◆ **Work to complete**:
Rewrite the lines of the records below with "floating aquatic plant" changed to "lily pad" and everything else left as it is. Leave the pictures out of your version.

◆ **Exercise inputs**:
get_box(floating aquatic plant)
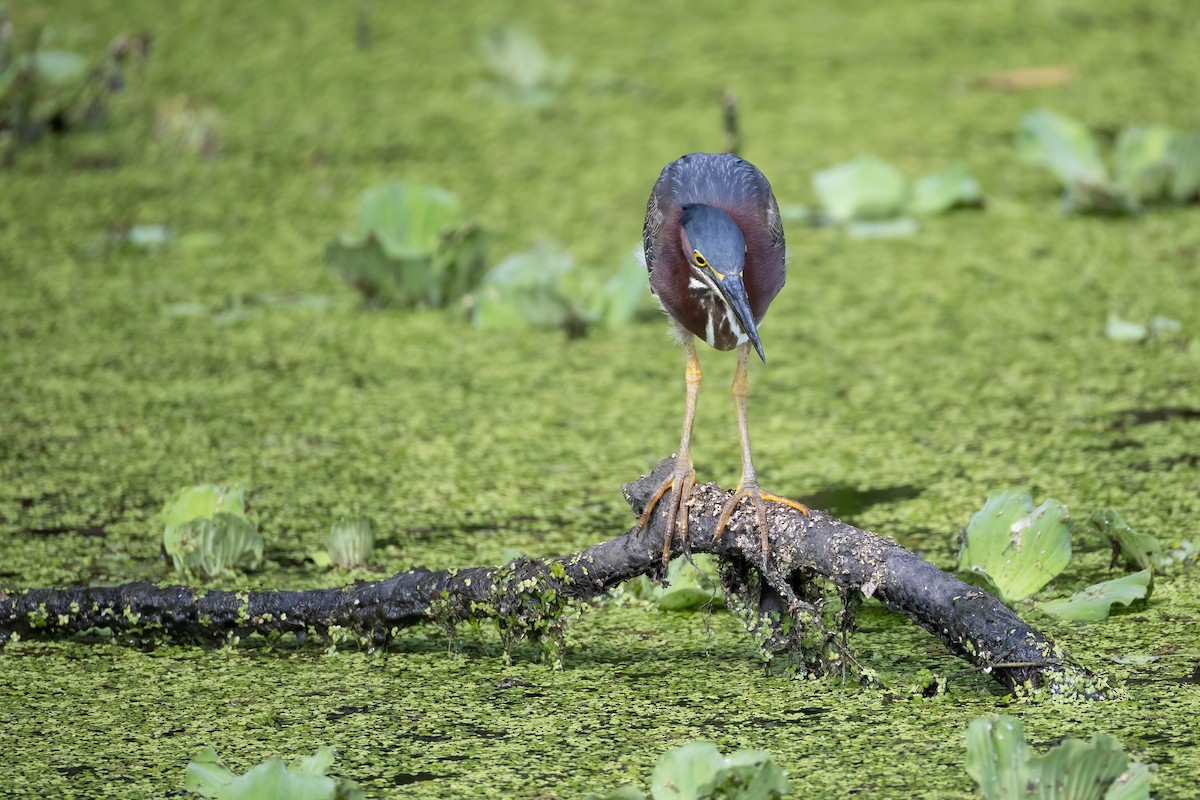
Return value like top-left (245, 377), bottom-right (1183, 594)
top-left (959, 489), bottom-right (1070, 602)
top-left (162, 483), bottom-right (263, 578)
top-left (474, 242), bottom-right (650, 336)
top-left (480, 25), bottom-right (571, 107)
top-left (605, 741), bottom-right (787, 800)
top-left (811, 156), bottom-right (982, 237)
top-left (329, 517), bottom-right (374, 570)
top-left (1016, 109), bottom-right (1200, 213)
top-left (618, 553), bottom-right (722, 612)
top-left (325, 181), bottom-right (490, 308)
top-left (966, 715), bottom-right (1150, 800)
top-left (184, 747), bottom-right (364, 800)
top-left (1040, 567), bottom-right (1152, 622)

◆ **Solution to the exercise**:
get_box(lily pad)
Return value like top-left (245, 377), bottom-right (1183, 594)
top-left (959, 489), bottom-right (1070, 602)
top-left (162, 483), bottom-right (263, 578)
top-left (474, 242), bottom-right (650, 336)
top-left (480, 25), bottom-right (571, 107)
top-left (605, 741), bottom-right (787, 800)
top-left (811, 156), bottom-right (982, 237)
top-left (329, 517), bottom-right (374, 570)
top-left (1016, 109), bottom-right (1200, 213)
top-left (618, 553), bottom-right (722, 612)
top-left (325, 181), bottom-right (490, 308)
top-left (966, 715), bottom-right (1150, 800)
top-left (184, 747), bottom-right (364, 800)
top-left (1040, 567), bottom-right (1152, 622)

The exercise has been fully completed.